Extracted information:
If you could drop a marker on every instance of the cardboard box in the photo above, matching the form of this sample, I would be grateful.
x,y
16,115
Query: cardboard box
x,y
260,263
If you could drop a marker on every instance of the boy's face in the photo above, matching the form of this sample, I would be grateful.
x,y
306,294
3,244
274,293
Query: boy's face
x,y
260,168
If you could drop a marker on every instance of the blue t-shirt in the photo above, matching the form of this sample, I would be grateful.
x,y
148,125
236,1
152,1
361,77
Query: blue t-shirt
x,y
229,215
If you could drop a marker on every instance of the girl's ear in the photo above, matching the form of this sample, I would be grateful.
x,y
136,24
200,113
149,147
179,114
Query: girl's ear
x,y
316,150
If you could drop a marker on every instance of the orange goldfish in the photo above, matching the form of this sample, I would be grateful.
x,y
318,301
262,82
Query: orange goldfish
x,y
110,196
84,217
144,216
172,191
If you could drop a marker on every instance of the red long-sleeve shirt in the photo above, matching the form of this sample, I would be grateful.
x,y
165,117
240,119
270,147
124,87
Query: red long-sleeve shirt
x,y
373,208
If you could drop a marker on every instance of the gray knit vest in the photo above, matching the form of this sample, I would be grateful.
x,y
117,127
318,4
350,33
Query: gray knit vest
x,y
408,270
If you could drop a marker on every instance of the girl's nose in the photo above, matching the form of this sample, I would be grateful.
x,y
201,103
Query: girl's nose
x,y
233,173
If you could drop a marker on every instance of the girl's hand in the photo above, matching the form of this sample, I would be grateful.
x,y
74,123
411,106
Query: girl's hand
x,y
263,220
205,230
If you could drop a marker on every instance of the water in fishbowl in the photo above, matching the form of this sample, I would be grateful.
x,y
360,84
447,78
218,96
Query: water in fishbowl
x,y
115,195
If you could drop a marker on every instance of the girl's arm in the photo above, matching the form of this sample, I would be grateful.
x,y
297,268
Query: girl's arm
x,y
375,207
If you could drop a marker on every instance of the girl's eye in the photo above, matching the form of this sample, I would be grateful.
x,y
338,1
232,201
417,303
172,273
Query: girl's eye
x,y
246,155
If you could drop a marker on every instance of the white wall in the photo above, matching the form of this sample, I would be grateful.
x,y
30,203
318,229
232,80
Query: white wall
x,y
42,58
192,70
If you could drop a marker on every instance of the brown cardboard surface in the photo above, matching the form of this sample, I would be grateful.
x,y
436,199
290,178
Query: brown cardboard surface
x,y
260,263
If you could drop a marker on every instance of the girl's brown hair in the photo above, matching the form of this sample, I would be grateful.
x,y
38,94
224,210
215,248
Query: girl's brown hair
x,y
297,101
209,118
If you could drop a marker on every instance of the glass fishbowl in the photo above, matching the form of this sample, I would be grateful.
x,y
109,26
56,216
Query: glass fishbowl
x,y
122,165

==

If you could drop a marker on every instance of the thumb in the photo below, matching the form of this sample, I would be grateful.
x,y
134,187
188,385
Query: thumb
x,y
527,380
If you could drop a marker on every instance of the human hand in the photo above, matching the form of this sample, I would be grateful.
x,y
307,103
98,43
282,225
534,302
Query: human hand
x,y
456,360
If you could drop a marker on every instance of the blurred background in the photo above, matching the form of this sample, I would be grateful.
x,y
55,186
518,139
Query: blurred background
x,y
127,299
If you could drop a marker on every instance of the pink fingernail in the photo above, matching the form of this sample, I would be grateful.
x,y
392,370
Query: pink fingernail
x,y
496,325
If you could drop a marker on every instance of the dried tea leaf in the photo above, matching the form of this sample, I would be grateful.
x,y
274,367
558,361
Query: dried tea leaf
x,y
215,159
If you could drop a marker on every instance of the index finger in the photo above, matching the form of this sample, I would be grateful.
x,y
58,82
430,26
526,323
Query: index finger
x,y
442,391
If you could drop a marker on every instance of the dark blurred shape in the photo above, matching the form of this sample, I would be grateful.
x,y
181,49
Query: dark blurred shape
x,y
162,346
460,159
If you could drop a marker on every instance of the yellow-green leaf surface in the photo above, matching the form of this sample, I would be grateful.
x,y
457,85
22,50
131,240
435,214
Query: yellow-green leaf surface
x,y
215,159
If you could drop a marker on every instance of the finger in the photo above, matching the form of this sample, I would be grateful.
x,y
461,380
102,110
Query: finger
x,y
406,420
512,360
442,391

Set problem:
Find every line in the material above that contains the word "index", and copy each of those lines.

Correct answer:
If you could drop a marker on every instance of the index finger in the photo above, matching the form of this sample, I would be grateful.
Query: index finger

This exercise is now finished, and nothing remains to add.